> _Material supplied_
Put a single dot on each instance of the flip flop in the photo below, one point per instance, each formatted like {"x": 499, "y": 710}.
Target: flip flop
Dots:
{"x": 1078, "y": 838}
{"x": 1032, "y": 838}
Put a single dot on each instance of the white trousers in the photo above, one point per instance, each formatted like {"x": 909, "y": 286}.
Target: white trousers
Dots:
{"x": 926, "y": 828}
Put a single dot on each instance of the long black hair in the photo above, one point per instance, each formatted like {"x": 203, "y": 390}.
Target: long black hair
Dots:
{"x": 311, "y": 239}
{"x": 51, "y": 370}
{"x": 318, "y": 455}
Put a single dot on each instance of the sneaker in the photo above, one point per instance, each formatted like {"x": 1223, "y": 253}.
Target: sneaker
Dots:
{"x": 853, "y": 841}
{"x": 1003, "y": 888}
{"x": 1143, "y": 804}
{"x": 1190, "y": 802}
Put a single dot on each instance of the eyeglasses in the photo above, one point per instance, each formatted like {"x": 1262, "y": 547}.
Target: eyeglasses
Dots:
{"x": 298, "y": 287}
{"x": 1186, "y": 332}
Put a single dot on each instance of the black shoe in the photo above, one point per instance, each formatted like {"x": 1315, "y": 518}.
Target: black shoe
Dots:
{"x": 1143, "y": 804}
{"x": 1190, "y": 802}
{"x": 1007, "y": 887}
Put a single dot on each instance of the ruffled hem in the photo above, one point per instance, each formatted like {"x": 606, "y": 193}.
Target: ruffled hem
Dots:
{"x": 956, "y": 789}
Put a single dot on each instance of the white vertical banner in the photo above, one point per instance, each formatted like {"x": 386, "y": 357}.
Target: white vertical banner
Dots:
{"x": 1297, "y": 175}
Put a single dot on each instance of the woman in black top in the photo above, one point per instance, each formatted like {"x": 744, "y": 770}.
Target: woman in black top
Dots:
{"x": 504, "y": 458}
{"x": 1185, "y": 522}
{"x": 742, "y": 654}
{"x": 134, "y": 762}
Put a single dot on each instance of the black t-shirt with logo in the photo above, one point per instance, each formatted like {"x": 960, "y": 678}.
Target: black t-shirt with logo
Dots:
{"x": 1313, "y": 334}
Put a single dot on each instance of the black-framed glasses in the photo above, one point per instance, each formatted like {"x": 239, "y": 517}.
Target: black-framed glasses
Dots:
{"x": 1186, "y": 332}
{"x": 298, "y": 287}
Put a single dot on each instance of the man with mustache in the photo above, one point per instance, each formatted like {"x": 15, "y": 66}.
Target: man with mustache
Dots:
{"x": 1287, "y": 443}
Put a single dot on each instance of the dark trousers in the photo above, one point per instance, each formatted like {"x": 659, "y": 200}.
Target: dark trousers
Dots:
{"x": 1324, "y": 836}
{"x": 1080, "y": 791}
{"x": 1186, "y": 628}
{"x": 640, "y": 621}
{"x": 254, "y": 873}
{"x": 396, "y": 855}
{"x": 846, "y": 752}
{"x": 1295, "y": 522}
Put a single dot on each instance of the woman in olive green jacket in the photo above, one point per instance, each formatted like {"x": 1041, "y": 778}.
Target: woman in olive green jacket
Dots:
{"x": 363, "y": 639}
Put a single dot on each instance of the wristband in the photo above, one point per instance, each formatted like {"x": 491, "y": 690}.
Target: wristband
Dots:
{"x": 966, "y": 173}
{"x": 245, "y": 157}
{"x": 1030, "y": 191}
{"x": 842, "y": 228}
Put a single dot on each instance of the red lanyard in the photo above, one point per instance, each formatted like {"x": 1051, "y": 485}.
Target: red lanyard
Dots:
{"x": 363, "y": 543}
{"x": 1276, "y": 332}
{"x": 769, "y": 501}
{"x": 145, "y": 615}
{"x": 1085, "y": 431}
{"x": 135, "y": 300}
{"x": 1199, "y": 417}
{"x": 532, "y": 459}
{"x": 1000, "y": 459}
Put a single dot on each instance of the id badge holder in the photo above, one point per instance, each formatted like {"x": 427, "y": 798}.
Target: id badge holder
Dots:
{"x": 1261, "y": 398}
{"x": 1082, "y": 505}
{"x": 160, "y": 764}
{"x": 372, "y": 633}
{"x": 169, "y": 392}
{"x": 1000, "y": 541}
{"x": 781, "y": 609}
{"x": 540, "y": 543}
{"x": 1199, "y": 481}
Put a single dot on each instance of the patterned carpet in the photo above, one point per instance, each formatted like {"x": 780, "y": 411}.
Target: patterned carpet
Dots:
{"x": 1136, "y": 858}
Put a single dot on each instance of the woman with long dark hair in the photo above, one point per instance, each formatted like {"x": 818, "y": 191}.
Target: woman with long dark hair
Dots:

> _Description of the task_
Rewrite every one of the entries above, substituting "Object" for each occurrence of "Target" and leaving all other text unchanged.

> _Written response_
Put a single dot on each instance of the flip flop in the photo below, one point per instance, each formatted like {"x": 499, "y": 710}.
Object: flip flop
Dots:
{"x": 1078, "y": 838}
{"x": 1032, "y": 838}
Put a single dot on each instance of the white trousers in the photo above, one point per instance, each formatted like {"x": 909, "y": 286}.
Object: white trousers
Dots:
{"x": 926, "y": 828}
Put a single dot on each instance of the long black hair in the photo above, one point per instance, each formatted like {"x": 203, "y": 390}.
Object: long black hair
Dots:
{"x": 311, "y": 239}
{"x": 51, "y": 370}
{"x": 318, "y": 455}
Put a single dot on each instance of the sneaker in the photo above, one point per instance, each formatted like {"x": 1223, "y": 253}.
Object: sneaker
Dots:
{"x": 853, "y": 841}
{"x": 1003, "y": 888}
{"x": 1143, "y": 804}
{"x": 1190, "y": 802}
Put a single dot on each instance of the eyeglasses in the photo above, one point per instance, each formatted like {"x": 1262, "y": 547}.
Object: eyeglasses
Dots:
{"x": 298, "y": 287}
{"x": 1186, "y": 332}
Put a single dot on each instance of the black shoe in the photo above, one point per instance, each formatted like {"x": 1315, "y": 518}.
Object: black shoe
Dots:
{"x": 1143, "y": 804}
{"x": 1190, "y": 802}
{"x": 1007, "y": 887}
Put a single dot on each instance of the ruffled hem in the photo above, one point per instance, each formatted like {"x": 606, "y": 193}.
Object: ruffled hem
Dots:
{"x": 956, "y": 789}
Put a single dot on each instance of the white vertical banner in the photo above, one point per instance, each formatted like {"x": 386, "y": 357}.
Object: white vertical banner
Dots:
{"x": 1297, "y": 175}
Put a single dot on each instance of the woman in black top in the photo above, one point per instance, each formatted like {"x": 744, "y": 770}.
Object: woman in black top
Dots:
{"x": 504, "y": 458}
{"x": 1185, "y": 522}
{"x": 742, "y": 654}
{"x": 134, "y": 762}
Put a single dot on each instance of the black t-shirt with logo in the photo above, one point per instance, each formatted like {"x": 960, "y": 678}.
Object: black t-shirt with logo
Dots:
{"x": 1313, "y": 334}
Put a single dot on each instance of the black-framed glasses in the photo above, one point per instance, each formatted like {"x": 239, "y": 517}.
Object: black-framed glasses
Dots:
{"x": 1186, "y": 332}
{"x": 298, "y": 287}
Put a single dot on each instance of the man with mustache in the photo above, one point per instance, each formatted like {"x": 15, "y": 66}.
Object: man with mustache
Dots:
{"x": 1287, "y": 443}
Put a single dot on each instance of the dark trousers in the photo above, one point per instance, each formatted like {"x": 659, "y": 200}.
Object: dark trousers
Dots:
{"x": 1324, "y": 836}
{"x": 1080, "y": 791}
{"x": 1186, "y": 628}
{"x": 640, "y": 621}
{"x": 254, "y": 873}
{"x": 396, "y": 855}
{"x": 846, "y": 752}
{"x": 1295, "y": 522}
Put a single dot on each instance of the woman in olive green jacket in the photo above, one point per instance, each formatted like {"x": 1041, "y": 778}.
Object: woman in olive green jacket
Dots:
{"x": 363, "y": 639}
Put a single dot on each instance of the wristband in the photo above, one point per instance, each formatted like {"x": 491, "y": 690}.
Object: wristband
Dots:
{"x": 966, "y": 173}
{"x": 245, "y": 157}
{"x": 1030, "y": 191}
{"x": 842, "y": 228}
Put a single dot on each instance of the red lanyard in the photo above, one point per instance, each formatted like {"x": 1051, "y": 485}.
Object: red lanyard
Dots:
{"x": 363, "y": 543}
{"x": 1276, "y": 332}
{"x": 769, "y": 501}
{"x": 145, "y": 615}
{"x": 1085, "y": 431}
{"x": 135, "y": 300}
{"x": 1199, "y": 417}
{"x": 532, "y": 459}
{"x": 1000, "y": 459}
Put a single dot on each instance of the id badge holder in the photo above, one point per instance, each formatted like {"x": 427, "y": 798}.
Object: id badge holder
Dots:
{"x": 1261, "y": 398}
{"x": 1082, "y": 505}
{"x": 160, "y": 764}
{"x": 372, "y": 633}
{"x": 169, "y": 392}
{"x": 1000, "y": 541}
{"x": 781, "y": 609}
{"x": 540, "y": 543}
{"x": 1199, "y": 481}
Put a single dot on each instance of the patterned carpet in the photo above, one point per instance, each formatted like {"x": 780, "y": 411}.
Object: patterned carpet
Dots:
{"x": 1136, "y": 858}
Put a single dot on each instance of the woman with long dark hair in the photo above, one point per instance, each formatted like {"x": 818, "y": 191}.
Object: woman with long dark hair
Dots:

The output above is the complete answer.